Objective - Output the data from the line containing "Exercise. Tag the front door" through the end of the data as a JSON list of strings, one string per line, omitting blank lines.

The records -
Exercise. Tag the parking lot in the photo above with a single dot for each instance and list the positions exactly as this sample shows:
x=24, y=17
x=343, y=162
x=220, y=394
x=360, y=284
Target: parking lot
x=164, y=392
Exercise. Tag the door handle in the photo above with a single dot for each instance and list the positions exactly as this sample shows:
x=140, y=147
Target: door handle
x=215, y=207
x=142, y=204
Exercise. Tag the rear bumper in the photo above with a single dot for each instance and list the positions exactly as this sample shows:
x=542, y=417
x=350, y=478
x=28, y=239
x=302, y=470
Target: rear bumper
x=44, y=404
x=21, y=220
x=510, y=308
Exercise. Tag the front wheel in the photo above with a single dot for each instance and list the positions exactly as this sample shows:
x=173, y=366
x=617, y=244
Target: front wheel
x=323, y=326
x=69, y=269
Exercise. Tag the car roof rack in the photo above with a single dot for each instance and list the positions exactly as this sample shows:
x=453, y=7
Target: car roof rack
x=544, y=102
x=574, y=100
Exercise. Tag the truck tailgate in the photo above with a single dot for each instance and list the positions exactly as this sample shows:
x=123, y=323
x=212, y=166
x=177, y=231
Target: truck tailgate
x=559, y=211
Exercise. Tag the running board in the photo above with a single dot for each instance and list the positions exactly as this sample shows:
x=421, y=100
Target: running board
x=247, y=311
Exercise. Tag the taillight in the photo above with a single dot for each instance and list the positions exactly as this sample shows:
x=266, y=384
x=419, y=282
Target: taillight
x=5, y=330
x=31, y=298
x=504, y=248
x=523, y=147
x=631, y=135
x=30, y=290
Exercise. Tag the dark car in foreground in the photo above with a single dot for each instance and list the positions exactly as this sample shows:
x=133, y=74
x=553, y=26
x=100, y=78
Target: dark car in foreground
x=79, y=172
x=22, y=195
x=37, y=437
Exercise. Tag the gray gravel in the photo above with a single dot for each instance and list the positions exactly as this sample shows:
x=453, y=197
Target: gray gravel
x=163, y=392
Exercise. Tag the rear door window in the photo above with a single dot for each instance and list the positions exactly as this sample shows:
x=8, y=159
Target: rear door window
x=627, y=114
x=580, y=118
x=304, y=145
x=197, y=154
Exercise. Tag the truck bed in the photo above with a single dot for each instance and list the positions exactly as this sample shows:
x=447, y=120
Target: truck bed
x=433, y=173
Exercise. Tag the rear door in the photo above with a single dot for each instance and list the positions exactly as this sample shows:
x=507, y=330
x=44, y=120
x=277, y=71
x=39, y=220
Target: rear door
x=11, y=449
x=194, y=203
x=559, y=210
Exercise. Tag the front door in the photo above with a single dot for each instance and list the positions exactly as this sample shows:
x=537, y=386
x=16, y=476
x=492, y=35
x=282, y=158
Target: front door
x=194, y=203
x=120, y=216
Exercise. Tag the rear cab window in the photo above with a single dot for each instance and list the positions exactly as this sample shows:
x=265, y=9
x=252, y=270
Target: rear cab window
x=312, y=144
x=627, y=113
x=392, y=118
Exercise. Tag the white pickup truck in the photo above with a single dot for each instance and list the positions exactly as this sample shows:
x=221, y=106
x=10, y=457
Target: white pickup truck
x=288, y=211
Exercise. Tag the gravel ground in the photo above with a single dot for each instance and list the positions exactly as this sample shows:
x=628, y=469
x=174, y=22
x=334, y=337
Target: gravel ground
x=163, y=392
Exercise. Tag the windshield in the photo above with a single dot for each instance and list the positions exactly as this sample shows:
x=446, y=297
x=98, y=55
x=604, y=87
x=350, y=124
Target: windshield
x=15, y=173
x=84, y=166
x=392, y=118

The answer -
[
  "Exercise. Tag the front door in the photo above with a single dot for each instance and list the positions exactly as this sample shows:",
  "x=537, y=386",
  "x=16, y=476",
  "x=492, y=35",
  "x=282, y=158",
  "Target: front door",
  "x=194, y=203",
  "x=120, y=216",
  "Exercise. Tag the rear cab window in the photo above with a single dot for each instance and list the positions exactly as this sample shows:",
  "x=265, y=9",
  "x=252, y=270",
  "Target: rear cab window",
  "x=312, y=144",
  "x=627, y=113",
  "x=392, y=118",
  "Exercise. Tag the white pickup truck in the photo above with a single dot for each instance and list the positions exactly as this sample shows:",
  "x=221, y=106",
  "x=10, y=457",
  "Target: white pickup truck",
  "x=288, y=211",
  "Exercise. Tag the gravel ground in the photo above with a single dot for each instance and list the positions exactly as this sample shows:",
  "x=628, y=469",
  "x=174, y=22",
  "x=334, y=337",
  "Target: gravel ground",
  "x=163, y=392",
  "Exercise. Tag the windshield in the photo above with a single dot for each instance and list the positions exactly as this sample shows:",
  "x=446, y=297",
  "x=98, y=55",
  "x=604, y=87",
  "x=350, y=124",
  "Target: windshield",
  "x=15, y=173",
  "x=84, y=166",
  "x=392, y=118"
]